____ Records for this exercise

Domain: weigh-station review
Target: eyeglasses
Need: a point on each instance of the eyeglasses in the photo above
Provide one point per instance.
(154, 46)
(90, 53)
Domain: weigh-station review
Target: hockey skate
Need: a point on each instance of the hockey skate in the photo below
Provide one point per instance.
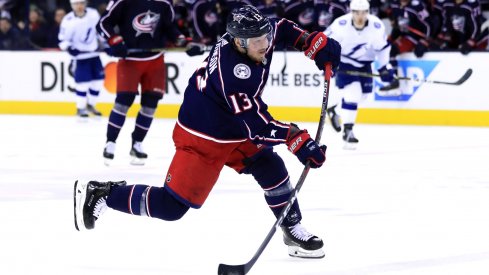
(138, 155)
(90, 202)
(91, 109)
(391, 86)
(109, 150)
(301, 243)
(82, 114)
(334, 119)
(350, 140)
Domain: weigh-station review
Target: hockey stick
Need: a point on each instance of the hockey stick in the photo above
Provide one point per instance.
(225, 269)
(460, 81)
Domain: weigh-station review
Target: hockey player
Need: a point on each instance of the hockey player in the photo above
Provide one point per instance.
(224, 121)
(77, 36)
(143, 25)
(362, 36)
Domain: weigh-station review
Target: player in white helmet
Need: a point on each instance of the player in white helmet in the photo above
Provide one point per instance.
(363, 40)
(77, 36)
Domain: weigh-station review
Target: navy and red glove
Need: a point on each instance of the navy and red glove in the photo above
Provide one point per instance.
(386, 73)
(73, 52)
(117, 47)
(322, 50)
(305, 148)
(466, 47)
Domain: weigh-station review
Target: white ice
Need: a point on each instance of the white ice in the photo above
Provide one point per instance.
(410, 200)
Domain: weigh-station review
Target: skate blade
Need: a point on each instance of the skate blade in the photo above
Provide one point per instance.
(79, 193)
(108, 162)
(295, 251)
(82, 119)
(137, 161)
(350, 146)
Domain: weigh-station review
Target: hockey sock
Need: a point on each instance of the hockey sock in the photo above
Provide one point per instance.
(92, 97)
(145, 200)
(81, 99)
(270, 172)
(143, 122)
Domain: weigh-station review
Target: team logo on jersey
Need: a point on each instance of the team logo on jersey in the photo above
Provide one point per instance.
(242, 71)
(145, 23)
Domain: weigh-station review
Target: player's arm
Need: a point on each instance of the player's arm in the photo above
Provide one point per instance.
(316, 45)
(106, 28)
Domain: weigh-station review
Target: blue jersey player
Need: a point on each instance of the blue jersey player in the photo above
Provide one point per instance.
(223, 121)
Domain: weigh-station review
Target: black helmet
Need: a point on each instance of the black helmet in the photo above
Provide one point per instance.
(247, 22)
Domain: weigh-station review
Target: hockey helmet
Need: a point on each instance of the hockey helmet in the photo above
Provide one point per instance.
(247, 22)
(359, 5)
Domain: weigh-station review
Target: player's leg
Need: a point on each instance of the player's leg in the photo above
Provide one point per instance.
(81, 73)
(96, 83)
(128, 75)
(189, 180)
(270, 172)
(144, 118)
(152, 90)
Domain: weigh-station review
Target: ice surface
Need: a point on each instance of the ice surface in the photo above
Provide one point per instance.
(409, 200)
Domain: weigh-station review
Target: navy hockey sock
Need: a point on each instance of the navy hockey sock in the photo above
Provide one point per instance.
(145, 200)
(143, 122)
(269, 171)
(117, 116)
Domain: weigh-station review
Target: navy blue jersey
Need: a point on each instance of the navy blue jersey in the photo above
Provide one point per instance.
(223, 101)
(143, 24)
(463, 20)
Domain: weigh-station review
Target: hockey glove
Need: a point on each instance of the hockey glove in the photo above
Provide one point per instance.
(305, 148)
(466, 47)
(73, 52)
(322, 50)
(421, 48)
(386, 73)
(117, 47)
(194, 49)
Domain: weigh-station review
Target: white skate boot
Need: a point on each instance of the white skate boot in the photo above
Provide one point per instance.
(90, 202)
(302, 243)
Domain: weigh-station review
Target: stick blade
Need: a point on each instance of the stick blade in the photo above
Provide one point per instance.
(464, 78)
(225, 269)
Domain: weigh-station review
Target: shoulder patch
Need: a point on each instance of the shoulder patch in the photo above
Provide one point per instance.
(242, 71)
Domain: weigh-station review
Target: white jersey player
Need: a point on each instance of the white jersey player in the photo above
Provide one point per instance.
(363, 40)
(78, 36)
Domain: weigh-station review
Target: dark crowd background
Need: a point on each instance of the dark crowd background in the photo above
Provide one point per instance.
(428, 25)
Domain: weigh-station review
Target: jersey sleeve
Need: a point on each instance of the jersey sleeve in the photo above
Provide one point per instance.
(381, 44)
(109, 19)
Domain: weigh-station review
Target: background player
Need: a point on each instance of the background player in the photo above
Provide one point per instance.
(143, 25)
(362, 36)
(78, 36)
(223, 121)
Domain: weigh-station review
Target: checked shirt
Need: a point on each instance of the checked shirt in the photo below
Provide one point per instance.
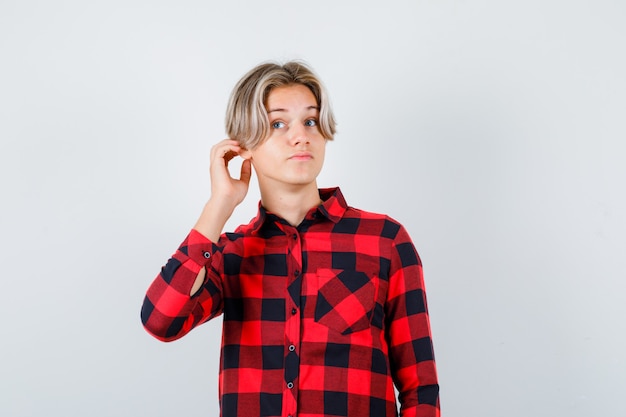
(318, 320)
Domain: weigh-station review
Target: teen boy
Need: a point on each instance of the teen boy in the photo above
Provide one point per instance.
(324, 305)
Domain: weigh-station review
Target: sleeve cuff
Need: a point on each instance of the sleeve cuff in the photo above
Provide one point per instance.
(199, 248)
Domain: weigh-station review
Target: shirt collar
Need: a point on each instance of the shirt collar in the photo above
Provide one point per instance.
(333, 208)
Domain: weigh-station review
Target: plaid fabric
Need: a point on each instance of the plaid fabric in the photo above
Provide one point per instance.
(319, 319)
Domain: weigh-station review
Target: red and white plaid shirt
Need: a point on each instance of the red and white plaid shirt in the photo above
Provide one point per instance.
(319, 319)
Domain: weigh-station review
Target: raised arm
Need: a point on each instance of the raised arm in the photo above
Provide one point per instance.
(183, 295)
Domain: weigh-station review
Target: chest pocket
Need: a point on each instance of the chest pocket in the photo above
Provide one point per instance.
(345, 300)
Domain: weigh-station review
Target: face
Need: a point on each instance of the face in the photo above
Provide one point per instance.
(293, 153)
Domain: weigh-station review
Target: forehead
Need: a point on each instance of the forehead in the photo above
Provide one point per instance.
(293, 95)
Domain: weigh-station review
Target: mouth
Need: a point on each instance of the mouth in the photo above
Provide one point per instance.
(301, 156)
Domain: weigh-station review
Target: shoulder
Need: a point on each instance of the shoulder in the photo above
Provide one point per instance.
(370, 222)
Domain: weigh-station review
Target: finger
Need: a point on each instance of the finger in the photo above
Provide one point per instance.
(246, 171)
(225, 150)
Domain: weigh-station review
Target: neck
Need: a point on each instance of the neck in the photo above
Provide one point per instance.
(293, 204)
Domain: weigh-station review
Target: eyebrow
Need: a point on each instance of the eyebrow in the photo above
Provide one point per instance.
(285, 110)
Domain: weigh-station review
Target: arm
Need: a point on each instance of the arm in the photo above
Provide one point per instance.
(183, 295)
(408, 332)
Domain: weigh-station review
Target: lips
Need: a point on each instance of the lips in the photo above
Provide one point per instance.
(301, 156)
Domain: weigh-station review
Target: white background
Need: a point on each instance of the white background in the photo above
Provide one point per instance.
(493, 130)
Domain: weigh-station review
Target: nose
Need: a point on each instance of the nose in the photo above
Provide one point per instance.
(298, 134)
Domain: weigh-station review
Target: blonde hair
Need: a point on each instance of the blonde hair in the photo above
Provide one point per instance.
(246, 116)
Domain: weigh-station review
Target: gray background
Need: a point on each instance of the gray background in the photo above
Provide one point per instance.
(494, 130)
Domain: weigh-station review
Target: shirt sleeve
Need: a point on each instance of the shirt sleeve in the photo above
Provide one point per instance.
(169, 312)
(410, 342)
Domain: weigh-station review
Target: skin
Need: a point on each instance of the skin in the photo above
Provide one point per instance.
(286, 163)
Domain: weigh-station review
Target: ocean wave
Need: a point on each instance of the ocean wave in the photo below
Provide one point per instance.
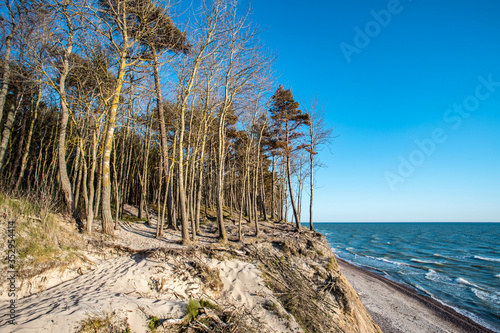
(487, 259)
(467, 283)
(487, 296)
(431, 275)
(387, 261)
(426, 261)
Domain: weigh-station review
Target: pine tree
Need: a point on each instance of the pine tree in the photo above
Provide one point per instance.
(286, 131)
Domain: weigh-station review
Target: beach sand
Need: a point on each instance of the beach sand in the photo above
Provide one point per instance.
(397, 308)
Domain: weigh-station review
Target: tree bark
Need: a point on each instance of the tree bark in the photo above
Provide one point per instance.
(6, 74)
(107, 218)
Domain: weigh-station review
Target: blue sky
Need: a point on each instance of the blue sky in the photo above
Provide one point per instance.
(412, 77)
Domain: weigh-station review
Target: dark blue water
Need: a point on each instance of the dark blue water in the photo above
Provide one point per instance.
(457, 264)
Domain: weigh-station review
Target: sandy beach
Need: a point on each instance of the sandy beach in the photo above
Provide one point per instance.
(397, 308)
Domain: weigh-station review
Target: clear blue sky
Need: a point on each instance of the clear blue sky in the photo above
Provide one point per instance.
(401, 85)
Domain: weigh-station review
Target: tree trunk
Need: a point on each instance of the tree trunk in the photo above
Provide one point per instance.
(6, 74)
(7, 131)
(24, 159)
(295, 212)
(107, 218)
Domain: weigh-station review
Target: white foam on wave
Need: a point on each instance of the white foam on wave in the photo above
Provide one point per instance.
(426, 261)
(387, 261)
(487, 296)
(487, 259)
(467, 283)
(431, 275)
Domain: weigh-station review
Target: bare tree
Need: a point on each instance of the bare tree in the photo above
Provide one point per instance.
(319, 135)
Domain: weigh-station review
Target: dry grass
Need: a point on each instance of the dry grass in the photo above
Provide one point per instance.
(42, 239)
(103, 323)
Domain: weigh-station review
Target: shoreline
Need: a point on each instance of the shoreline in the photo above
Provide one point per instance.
(403, 309)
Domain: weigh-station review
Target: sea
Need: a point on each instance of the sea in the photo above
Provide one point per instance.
(457, 264)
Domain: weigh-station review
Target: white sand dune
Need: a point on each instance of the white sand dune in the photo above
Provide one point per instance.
(117, 285)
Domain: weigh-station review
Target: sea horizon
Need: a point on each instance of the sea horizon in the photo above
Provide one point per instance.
(459, 266)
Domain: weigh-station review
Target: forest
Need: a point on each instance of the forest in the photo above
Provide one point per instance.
(112, 102)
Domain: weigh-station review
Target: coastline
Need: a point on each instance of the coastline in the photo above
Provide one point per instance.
(399, 308)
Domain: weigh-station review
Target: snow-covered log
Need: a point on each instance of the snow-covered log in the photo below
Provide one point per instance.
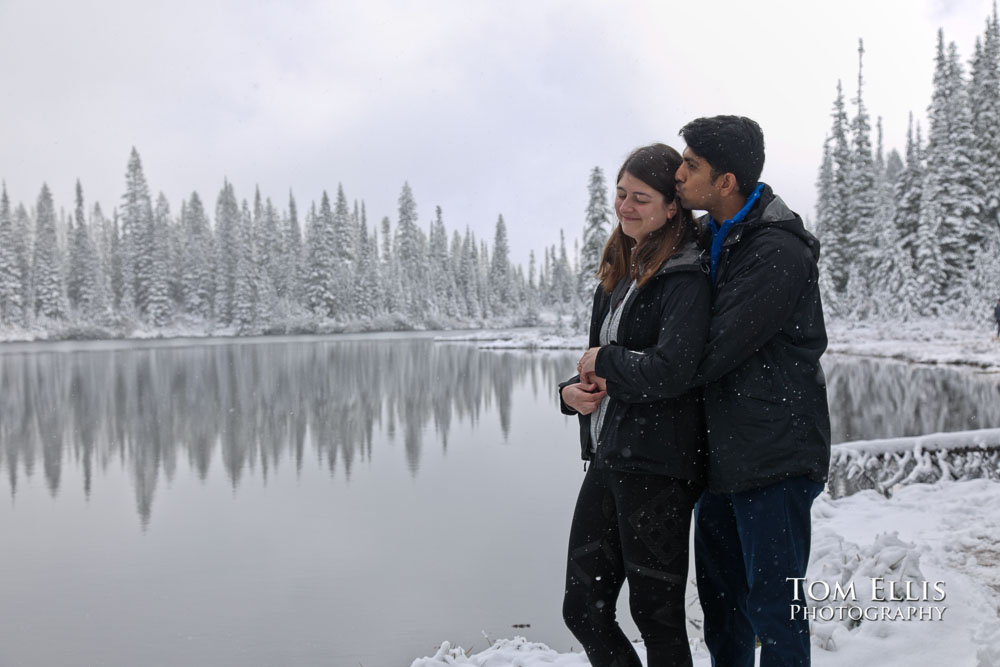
(884, 464)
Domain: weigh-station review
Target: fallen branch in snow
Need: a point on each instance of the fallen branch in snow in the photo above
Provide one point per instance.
(885, 464)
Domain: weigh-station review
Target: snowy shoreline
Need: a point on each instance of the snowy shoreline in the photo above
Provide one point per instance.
(929, 342)
(938, 541)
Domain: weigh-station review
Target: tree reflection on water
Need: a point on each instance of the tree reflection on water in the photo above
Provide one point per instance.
(260, 405)
(256, 405)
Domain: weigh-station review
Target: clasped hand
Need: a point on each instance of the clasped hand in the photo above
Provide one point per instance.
(586, 395)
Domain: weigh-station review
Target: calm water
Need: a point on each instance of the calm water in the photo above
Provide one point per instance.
(317, 501)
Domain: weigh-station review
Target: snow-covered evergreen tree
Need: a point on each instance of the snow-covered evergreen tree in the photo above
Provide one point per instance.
(197, 262)
(345, 249)
(321, 292)
(838, 229)
(368, 290)
(596, 228)
(984, 100)
(245, 301)
(158, 306)
(948, 202)
(81, 278)
(410, 253)
(23, 252)
(392, 288)
(46, 270)
(227, 243)
(500, 279)
(136, 237)
(442, 274)
(290, 284)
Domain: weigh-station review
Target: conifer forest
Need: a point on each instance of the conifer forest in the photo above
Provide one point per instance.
(903, 236)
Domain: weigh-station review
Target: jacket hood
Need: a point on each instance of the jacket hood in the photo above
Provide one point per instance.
(771, 211)
(689, 257)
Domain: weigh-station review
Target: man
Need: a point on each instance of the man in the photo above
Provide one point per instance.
(765, 399)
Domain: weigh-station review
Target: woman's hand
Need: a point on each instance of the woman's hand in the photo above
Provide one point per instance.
(587, 364)
(584, 397)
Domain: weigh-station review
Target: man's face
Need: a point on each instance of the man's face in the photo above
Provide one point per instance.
(695, 185)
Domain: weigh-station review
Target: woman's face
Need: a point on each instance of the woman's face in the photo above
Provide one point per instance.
(640, 208)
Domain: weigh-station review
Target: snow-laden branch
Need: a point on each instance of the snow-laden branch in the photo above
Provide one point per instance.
(884, 464)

________

• **To be done**
Find every line in the records above that contains the word "coastline" and copy each one. Case counts.

• **Output below**
Target: coastline
Need: a point on each instance of the coastline in the photo above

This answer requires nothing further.